_WORK INSTRUCTIONS_
This exercise calls for copying every line below that holds the word "small".

_RECORD EXCERPTS_
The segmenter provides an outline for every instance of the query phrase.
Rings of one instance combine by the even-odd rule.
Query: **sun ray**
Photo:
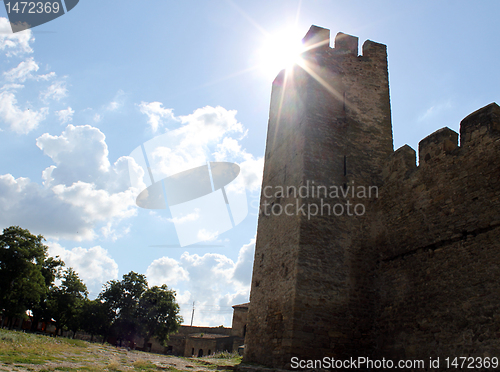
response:
[[[205,84],[202,84],[200,86],[198,86],[199,89],[201,88],[206,88],[206,87],[209,87],[209,86],[212,86],[212,85],[215,85],[215,84],[218,84],[220,82],[223,82],[223,81],[226,81],[226,80],[229,80],[229,79],[232,79],[232,78],[235,78],[235,77],[238,77],[240,75],[243,75],[243,74],[246,74],[246,73],[249,73],[249,72],[252,72],[252,71],[255,71],[259,68],[259,66],[252,66],[252,67],[249,67],[249,68],[246,68],[244,70],[241,70],[241,71],[237,71],[237,72],[233,72],[232,74],[229,74],[229,75],[226,75],[224,77],[221,77],[219,79],[215,79],[215,80],[212,80],[212,81],[209,81]]]
[[[276,136],[277,136],[277,133],[278,133],[278,129],[279,129],[279,126],[280,126],[280,123],[281,123],[281,110],[283,108],[283,101],[285,99],[285,91],[286,91],[286,86],[287,86],[287,83],[288,83],[288,76],[289,74],[292,73],[292,69],[286,69],[284,74],[284,79],[283,79],[283,88],[281,89],[281,96],[280,96],[280,103],[279,103],[279,106],[278,106],[278,116],[276,118],[276,127],[274,129],[274,137],[273,137],[273,148],[274,148],[274,141],[276,141]]]
[[[250,17],[243,9],[241,9],[238,5],[236,5],[232,0],[226,0],[229,5],[231,5],[238,13],[240,13],[248,22],[250,22],[257,30],[259,30],[264,36],[269,36],[269,32],[267,32],[264,27],[259,25],[257,21],[255,21],[252,17]]]
[[[340,94],[335,88],[333,88],[328,82],[323,79],[318,73],[314,71],[313,68],[308,66],[308,61],[304,59],[300,59],[298,62],[298,65],[302,67],[302,69],[307,72],[309,75],[311,75],[314,80],[316,80],[318,83],[320,83],[328,92],[330,92],[336,99],[339,101],[342,101],[344,99],[344,96]]]

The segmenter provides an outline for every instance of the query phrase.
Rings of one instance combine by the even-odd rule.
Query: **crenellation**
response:
[[[393,180],[395,178],[401,180],[405,178],[407,172],[414,170],[417,167],[416,153],[410,146],[404,145],[394,151],[388,160],[387,166],[383,170],[383,178]]]
[[[330,30],[318,26],[311,26],[302,44],[307,51],[330,49]]]
[[[387,60],[387,46],[385,44],[366,40],[363,43],[362,51],[363,57],[380,58]],[[387,70],[385,72],[387,72]]]
[[[352,54],[358,56],[358,43],[359,38],[352,35],[344,34],[343,32],[337,33],[335,36],[335,53],[336,54]]]
[[[500,136],[500,107],[495,102],[474,111],[460,122],[460,146],[474,146],[484,136]]]
[[[479,156],[480,152],[485,150],[479,145],[493,146],[492,143],[498,138],[500,138],[500,107],[493,102],[461,121],[460,136],[454,130],[444,127],[422,139],[419,142],[418,166],[414,165],[415,150],[410,146],[404,145],[394,151],[383,168],[383,179],[400,179],[408,171],[413,169],[418,171],[433,159],[445,155],[471,156],[470,151],[476,151]],[[476,145],[479,148],[474,150]],[[463,149],[467,149],[468,152],[462,151]]]
[[[438,129],[418,144],[418,162],[423,165],[431,159],[447,154],[458,147],[458,133],[448,127]]]

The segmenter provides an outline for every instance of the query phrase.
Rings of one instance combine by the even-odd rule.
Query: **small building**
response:
[[[231,336],[234,337],[233,351],[239,351],[245,345],[248,305],[250,302],[233,306],[233,323],[231,325]]]
[[[248,303],[233,306],[231,328],[181,326],[179,332],[171,335],[167,346],[151,343],[149,350],[185,357],[201,357],[222,351],[238,351],[245,344]]]
[[[233,336],[198,333],[186,338],[184,356],[202,357],[222,351],[233,350]]]
[[[205,356],[218,351],[231,351],[231,328],[181,326],[167,342],[167,354]],[[229,345],[229,346],[228,346]]]

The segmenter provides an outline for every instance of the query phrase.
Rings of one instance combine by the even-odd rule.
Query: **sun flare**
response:
[[[300,60],[303,52],[302,34],[287,29],[270,34],[259,51],[259,66],[269,76],[276,76],[281,70],[291,67]]]

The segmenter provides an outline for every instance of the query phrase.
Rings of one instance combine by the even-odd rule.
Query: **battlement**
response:
[[[358,55],[358,37],[339,32],[335,36],[335,51],[338,54]]]
[[[312,25],[302,39],[302,44],[306,50],[330,48],[330,30]]]
[[[418,144],[418,162],[425,164],[432,158],[449,153],[458,146],[458,133],[448,127],[438,129]]]
[[[392,230],[407,231],[412,226],[408,231],[426,233],[417,241],[413,234],[400,233],[396,241],[381,248],[382,257],[393,259],[436,247],[442,241],[461,239],[464,232],[500,224],[497,212],[477,218],[478,213],[496,211],[500,203],[499,114],[500,107],[491,103],[463,119],[460,146],[458,133],[447,127],[425,137],[418,146],[418,167],[415,151],[408,145],[390,156],[375,209],[382,211]]]
[[[318,26],[311,26],[306,36],[302,39],[302,44],[307,52],[330,51],[333,55],[351,55],[358,57],[359,38],[337,33],[335,36],[334,48],[330,48],[330,30]],[[385,57],[387,58],[387,47],[384,44],[366,40],[362,47],[363,57]]]
[[[402,175],[417,167],[415,161],[415,150],[408,145],[404,145],[391,155],[389,164],[385,167],[382,176],[389,180],[401,178]]]
[[[459,135],[448,127],[441,128],[418,144],[418,163],[415,150],[404,145],[394,151],[383,171],[384,178],[395,179],[409,170],[421,169],[447,155],[470,156],[469,151],[482,151],[481,146],[500,137],[500,106],[495,102],[474,111],[460,122]]]
[[[495,103],[474,111],[460,122],[460,145],[480,142],[485,135],[500,135],[500,107]]]

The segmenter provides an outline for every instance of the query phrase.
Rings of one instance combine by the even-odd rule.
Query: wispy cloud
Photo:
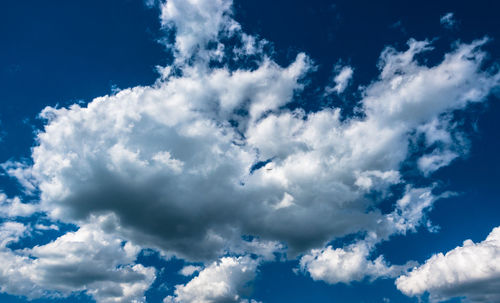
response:
[[[448,29],[454,28],[457,25],[455,20],[455,15],[453,13],[447,13],[439,19],[441,24]]]

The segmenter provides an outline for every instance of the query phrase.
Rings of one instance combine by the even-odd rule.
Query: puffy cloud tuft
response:
[[[300,268],[307,271],[313,280],[329,284],[350,283],[377,278],[393,278],[404,272],[409,265],[389,265],[383,256],[369,260],[371,245],[359,241],[346,248],[313,249],[300,259]]]
[[[0,192],[1,217],[29,217],[38,210],[38,205],[36,204],[23,203],[19,197],[9,198],[6,194]]]
[[[239,29],[229,15],[231,0],[168,0],[161,4],[161,23],[175,29],[177,59],[189,59],[220,32]]]
[[[255,278],[258,261],[249,257],[224,257],[214,262],[185,285],[175,287],[175,295],[165,303],[249,302],[249,283]],[[254,302],[253,300],[251,302]]]
[[[333,78],[333,82],[335,83],[335,85],[333,87],[328,86],[325,89],[326,94],[331,94],[331,93],[341,94],[341,93],[343,93],[344,90],[349,85],[349,82],[351,81],[352,75],[354,73],[354,69],[350,66],[342,67],[342,66],[337,65],[335,67],[335,70],[337,72],[337,74]]]

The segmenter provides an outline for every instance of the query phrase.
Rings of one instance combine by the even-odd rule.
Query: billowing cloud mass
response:
[[[165,302],[241,301],[259,262],[277,251],[302,255],[302,270],[329,283],[406,270],[372,258],[372,250],[391,235],[430,228],[425,213],[447,194],[412,185],[401,165],[413,161],[426,177],[467,151],[453,113],[499,84],[500,74],[483,68],[487,40],[457,43],[434,66],[416,59],[432,51],[428,41],[387,47],[355,116],[291,110],[311,60],[299,53],[278,65],[231,18],[231,5],[162,3],[162,24],[176,33],[175,61],[154,85],[42,111],[32,163],[4,167],[40,193],[37,211],[79,229],[23,251],[3,246],[2,291],[31,298],[85,290],[99,302],[141,301],[155,276],[135,264],[141,248],[210,264]],[[234,47],[221,42],[227,37],[238,40]],[[210,64],[249,54],[253,67]],[[336,92],[352,72],[340,71]],[[384,213],[369,196],[397,184],[406,191]],[[15,206],[1,209],[6,216],[30,213],[4,201]],[[356,242],[328,245],[346,235]]]
[[[269,59],[254,70],[186,66],[86,107],[46,108],[28,170],[51,217],[113,214],[121,236],[166,253],[208,260],[246,234],[304,252],[384,220],[364,195],[403,182],[394,176],[417,128],[497,85],[479,69],[484,42],[434,67],[413,59],[427,42],[385,50],[360,103],[365,116],[346,120],[335,108],[282,108],[308,71],[303,54],[286,68]],[[446,144],[434,142],[431,155]],[[270,162],[251,170],[259,161]]]
[[[430,294],[432,302],[466,297],[471,302],[500,301],[500,227],[486,240],[465,240],[446,254],[436,254],[425,264],[396,280],[409,296]]]

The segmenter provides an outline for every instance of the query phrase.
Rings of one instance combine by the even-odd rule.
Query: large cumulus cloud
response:
[[[182,257],[215,257],[242,234],[303,251],[381,219],[364,194],[400,182],[383,176],[397,174],[417,128],[497,85],[480,70],[484,42],[434,67],[414,60],[427,42],[387,49],[364,116],[344,120],[336,108],[282,107],[308,71],[302,54],[286,68],[186,66],[152,87],[46,108],[27,170],[54,218],[112,213],[123,235]]]
[[[304,251],[380,220],[364,194],[400,182],[384,176],[397,174],[417,128],[497,85],[479,69],[483,42],[434,67],[413,60],[425,42],[385,51],[364,117],[345,120],[340,109],[281,107],[300,89],[303,55],[286,68],[187,67],[85,107],[46,108],[28,170],[54,218],[112,213],[122,235],[182,257],[216,257],[245,234]]]

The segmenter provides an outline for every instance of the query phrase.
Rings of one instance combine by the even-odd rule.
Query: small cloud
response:
[[[397,30],[397,31],[400,31],[404,35],[407,34],[406,28],[403,26],[403,23],[401,22],[401,20],[398,20],[398,21],[394,22],[393,24],[391,24],[389,26],[389,28]]]
[[[446,29],[452,29],[457,25],[457,21],[455,20],[455,15],[453,13],[447,13],[439,19],[441,25]]]
[[[187,265],[184,266],[180,271],[179,274],[189,277],[194,275],[195,273],[201,271],[203,268],[201,266],[194,266],[194,265]]]
[[[389,26],[390,28],[400,28],[402,27],[403,25],[401,24],[401,20],[398,20],[396,22],[394,22],[393,24],[391,24],[391,26]]]
[[[334,68],[336,76],[333,78],[334,86],[328,86],[325,88],[325,95],[330,95],[332,93],[341,94],[349,86],[352,79],[352,74],[354,69],[350,66],[341,66],[337,64]]]
[[[144,4],[149,8],[159,5],[159,3],[160,2],[158,0],[144,0]]]
[[[38,230],[59,230],[59,226],[55,224],[51,225],[36,224],[35,228]]]

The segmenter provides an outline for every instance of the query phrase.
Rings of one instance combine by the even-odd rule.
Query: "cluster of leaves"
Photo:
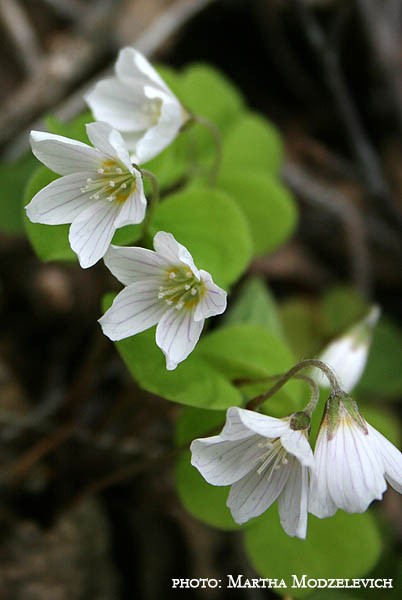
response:
[[[195,125],[144,165],[155,173],[163,192],[148,242],[157,231],[173,233],[189,249],[197,266],[208,270],[218,285],[230,291],[253,258],[276,250],[296,226],[294,201],[279,179],[283,154],[280,136],[266,119],[248,110],[239,91],[211,67],[193,65],[181,73],[163,68],[161,74],[185,106],[216,124],[222,135],[222,162],[212,186],[208,176],[215,160],[213,138],[211,132]],[[48,125],[53,133],[87,142],[84,124],[90,120],[85,114],[71,124],[49,119]],[[28,181],[22,200],[24,180],[35,168],[31,157],[1,167],[0,179],[5,182],[0,186],[4,194],[0,198],[1,226],[10,233],[25,231],[43,260],[75,261],[67,225],[33,224],[24,216],[23,204],[57,177],[40,167]],[[18,189],[7,183],[11,179],[17,180]],[[132,244],[139,236],[140,227],[129,226],[118,231],[113,241]],[[104,299],[104,309],[112,299],[112,295]],[[184,445],[211,435],[223,424],[228,407],[244,406],[249,397],[267,386],[239,386],[236,380],[286,371],[297,360],[315,354],[364,310],[363,301],[347,288],[329,291],[320,303],[290,299],[278,305],[262,281],[249,279],[236,301],[229,303],[227,314],[217,322],[219,326],[206,331],[190,357],[174,371],[165,368],[155,345],[154,329],[116,345],[142,388],[186,405],[176,435],[177,444]],[[382,397],[394,398],[400,394],[401,340],[402,332],[383,319],[358,396],[376,397],[381,392]],[[301,409],[305,401],[304,385],[290,382],[272,398],[269,412],[284,416]],[[316,421],[319,413],[317,410]],[[369,405],[363,414],[398,444],[398,431],[387,414]],[[316,428],[317,422],[313,431]],[[220,529],[240,529],[226,508],[228,489],[208,485],[191,467],[188,452],[178,460],[176,481],[183,504],[195,517]],[[289,573],[357,577],[370,571],[382,549],[373,511],[364,515],[339,512],[323,521],[310,517],[304,542],[284,535],[275,505],[241,529],[247,553],[261,576],[285,580]],[[309,590],[293,592],[302,595]]]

_REPLY_
Query: **small building**
Query: small cloud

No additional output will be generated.